The material below should be written out in full and exactly; pictures stay out of the copy.
☆ ☆ ☆
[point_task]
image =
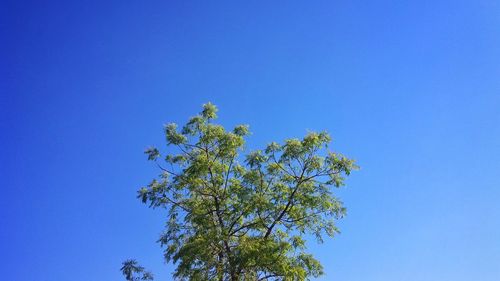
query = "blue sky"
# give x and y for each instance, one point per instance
(410, 89)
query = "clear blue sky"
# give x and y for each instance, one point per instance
(411, 89)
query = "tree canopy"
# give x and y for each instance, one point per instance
(233, 215)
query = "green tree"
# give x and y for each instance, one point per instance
(235, 217)
(134, 272)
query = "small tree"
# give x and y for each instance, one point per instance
(244, 218)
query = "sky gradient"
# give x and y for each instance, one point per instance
(410, 89)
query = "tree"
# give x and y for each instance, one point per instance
(233, 217)
(130, 269)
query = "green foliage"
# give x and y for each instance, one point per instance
(243, 217)
(134, 272)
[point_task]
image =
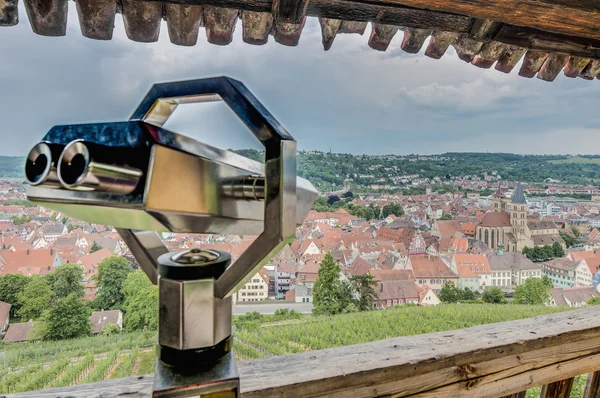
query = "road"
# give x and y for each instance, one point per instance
(269, 308)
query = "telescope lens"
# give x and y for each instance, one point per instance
(37, 165)
(72, 170)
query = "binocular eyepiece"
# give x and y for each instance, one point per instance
(74, 167)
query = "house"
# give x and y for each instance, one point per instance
(511, 269)
(567, 273)
(18, 332)
(473, 270)
(256, 289)
(572, 297)
(99, 319)
(431, 271)
(52, 231)
(397, 292)
(4, 315)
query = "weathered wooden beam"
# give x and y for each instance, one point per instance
(577, 18)
(381, 36)
(511, 56)
(591, 70)
(353, 27)
(547, 42)
(290, 11)
(553, 65)
(439, 43)
(483, 361)
(96, 18)
(466, 48)
(413, 39)
(183, 23)
(47, 17)
(558, 389)
(142, 20)
(532, 63)
(220, 24)
(329, 29)
(288, 34)
(592, 386)
(574, 67)
(9, 13)
(484, 29)
(256, 27)
(490, 52)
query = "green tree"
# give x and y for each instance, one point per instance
(141, 302)
(534, 292)
(569, 240)
(449, 293)
(330, 296)
(493, 295)
(593, 301)
(558, 250)
(112, 272)
(67, 319)
(11, 287)
(95, 247)
(36, 297)
(392, 208)
(548, 251)
(66, 280)
(364, 286)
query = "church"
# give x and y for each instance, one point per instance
(508, 225)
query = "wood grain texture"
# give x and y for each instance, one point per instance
(558, 389)
(592, 386)
(484, 361)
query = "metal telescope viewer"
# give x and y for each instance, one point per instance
(140, 177)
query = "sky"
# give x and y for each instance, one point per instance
(351, 99)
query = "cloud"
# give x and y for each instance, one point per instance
(349, 99)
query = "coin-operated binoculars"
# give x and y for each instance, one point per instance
(140, 177)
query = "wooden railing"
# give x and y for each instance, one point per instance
(496, 360)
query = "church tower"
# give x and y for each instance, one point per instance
(518, 214)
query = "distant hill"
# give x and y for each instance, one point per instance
(11, 166)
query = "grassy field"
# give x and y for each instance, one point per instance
(576, 159)
(32, 366)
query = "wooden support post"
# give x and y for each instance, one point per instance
(142, 20)
(490, 52)
(256, 27)
(353, 27)
(532, 63)
(559, 389)
(510, 58)
(96, 18)
(552, 67)
(47, 17)
(329, 29)
(183, 23)
(439, 43)
(575, 65)
(484, 29)
(9, 13)
(290, 11)
(592, 386)
(467, 48)
(413, 39)
(381, 36)
(220, 24)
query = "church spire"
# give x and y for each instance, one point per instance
(519, 196)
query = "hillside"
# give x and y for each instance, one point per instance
(330, 171)
(67, 362)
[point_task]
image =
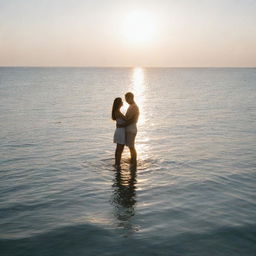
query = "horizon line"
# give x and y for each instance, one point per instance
(21, 66)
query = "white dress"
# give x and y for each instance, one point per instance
(119, 136)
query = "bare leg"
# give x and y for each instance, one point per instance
(118, 154)
(133, 155)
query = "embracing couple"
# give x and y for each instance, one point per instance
(126, 128)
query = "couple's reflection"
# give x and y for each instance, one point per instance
(124, 198)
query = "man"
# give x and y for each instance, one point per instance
(132, 116)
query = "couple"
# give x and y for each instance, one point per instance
(126, 128)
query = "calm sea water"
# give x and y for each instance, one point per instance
(194, 190)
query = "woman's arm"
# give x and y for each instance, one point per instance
(120, 115)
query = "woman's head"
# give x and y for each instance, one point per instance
(117, 104)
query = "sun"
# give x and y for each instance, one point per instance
(138, 27)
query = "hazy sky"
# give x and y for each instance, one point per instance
(94, 33)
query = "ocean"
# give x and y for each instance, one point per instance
(193, 192)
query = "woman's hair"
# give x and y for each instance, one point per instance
(116, 106)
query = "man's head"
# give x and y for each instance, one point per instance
(129, 97)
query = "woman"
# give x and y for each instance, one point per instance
(119, 136)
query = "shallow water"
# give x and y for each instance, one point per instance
(194, 189)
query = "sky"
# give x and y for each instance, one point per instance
(159, 33)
☆ ☆ ☆
§ Task response:
[point_task]
image =
query = "blue sky"
# give x and y for each instance, one point per instance
(410, 89)
query = "clear blue sky"
# give x and y for each instance, one point per instance
(411, 89)
query = "tree canopy"
# give x and y for each instance, one point per instance
(233, 215)
query = "green tree"
# give x and y for each instance, one point per instance
(235, 217)
(134, 272)
query = "small tree"
# give x and y for each instance, one point per instance
(244, 218)
query = "sky gradient"
# give x and y for each instance, one point per instance
(410, 89)
query = "tree"
# give x and y for each instance, one point per instance
(233, 217)
(130, 269)
query = "green foliage"
# give x and y for each instance, one point per instance
(243, 217)
(134, 272)
[point_task]
image =
query = "road"
# give x and y for each instance, one point per instance
(269, 308)
query = "telescope lens"
# give x and y for each instance, one point per instance
(37, 165)
(72, 170)
query = "binocular eyepiece"
# give x and y for each instance, one point per instance
(74, 167)
query = "house"
# give x and y for each instance, one point per instance
(511, 269)
(567, 273)
(18, 332)
(473, 270)
(256, 289)
(572, 297)
(99, 319)
(431, 271)
(52, 231)
(397, 292)
(4, 315)
query = "weathered wooden beam"
# give x and y for each instance, one point per instance
(577, 18)
(381, 36)
(511, 56)
(591, 70)
(353, 27)
(547, 42)
(290, 11)
(553, 65)
(439, 43)
(483, 361)
(96, 18)
(466, 48)
(413, 39)
(183, 23)
(47, 17)
(558, 389)
(142, 20)
(532, 63)
(220, 24)
(329, 29)
(288, 34)
(592, 386)
(574, 67)
(9, 13)
(484, 29)
(256, 27)
(490, 52)
query = "green tree"
# give x and y for each instance, one point per instance
(141, 302)
(534, 292)
(569, 240)
(449, 293)
(330, 296)
(493, 295)
(593, 301)
(558, 250)
(112, 272)
(67, 319)
(11, 287)
(95, 247)
(36, 297)
(392, 208)
(548, 251)
(66, 280)
(364, 286)
query = "church"
# give x and y for each instance, one point per instance
(508, 225)
query = "wood grain texture"
# give x and y for each instance, one point per instance
(558, 389)
(592, 386)
(484, 361)
query = "metal telescope viewer"
# give x and y for each instance, one point per instance
(140, 177)
query = "sky"
# give x and y for each instance, one point per instance
(351, 99)
query = "cloud"
# give x and y for each instance, one point per instance
(349, 99)
query = "coin-operated binoculars"
# give x and y for each instance, one point per instance
(140, 177)
query = "wooden railing"
# give x and y for each instance, one point per instance
(496, 360)
query = "church tower"
# give x and y for each instance, one point per instance
(518, 214)
query = "distant hill"
# give x and y for each instance, one point per instance
(11, 166)
query = "grassy field"
# give x and y for each instance, one point per instance
(576, 159)
(32, 366)
query = "wooden support post"
# give x and y for each instance, one point per instance
(142, 20)
(490, 52)
(256, 27)
(353, 27)
(532, 63)
(559, 389)
(510, 58)
(96, 18)
(552, 67)
(47, 17)
(329, 29)
(183, 23)
(439, 43)
(575, 65)
(484, 29)
(9, 13)
(290, 11)
(592, 386)
(467, 48)
(413, 39)
(381, 36)
(220, 24)
query = "church spire"
# give x and y for each instance, one point per instance
(519, 196)
query = "hillside"
# give x and y for each instance, one point per instance
(330, 171)
(67, 362)
[point_task]
image =
query = "horizon line"
# give x and y for each instance, one point per instance
(21, 66)
query = "white dress"
# give x and y for each instance, one point per instance
(119, 136)
query = "bare leg"
# give x and y for each instance, one point per instance
(118, 154)
(133, 155)
query = "embracing couple"
# give x and y for each instance, one point per instance
(126, 128)
query = "couple's reflection"
# give x and y for each instance, one point per instance
(124, 198)
query = "man"
# give x and y for each instance, one point per instance
(132, 116)
query = "couple"
# give x and y for each instance, one point per instance
(126, 128)
query = "calm sea water"
# give x and y for each instance, one point per instance
(194, 190)
query = "woman's arm"
# give x and y for each instance, one point per instance
(120, 115)
query = "woman's head"
# give x and y for each instance, one point per instance
(117, 104)
query = "sun"
# give x and y for each instance, one point per instance
(138, 27)
query = "hazy sky"
# give x and y for each instance, one point per instance
(94, 33)
query = "ocean"
# give x and y for each instance, one point per instance
(193, 192)
query = "woman's hair"
# give x and y for each instance, one point per instance
(116, 106)
query = "man's head"
# give x and y for each instance, one point per instance
(129, 97)
query = "woman"
# give x and y for each instance, one point per instance
(119, 136)
query = "shallow water"
# give x and y for each instance, one point per instance
(194, 189)
query = "sky"
# give x and y for each instance, one point per instance
(159, 33)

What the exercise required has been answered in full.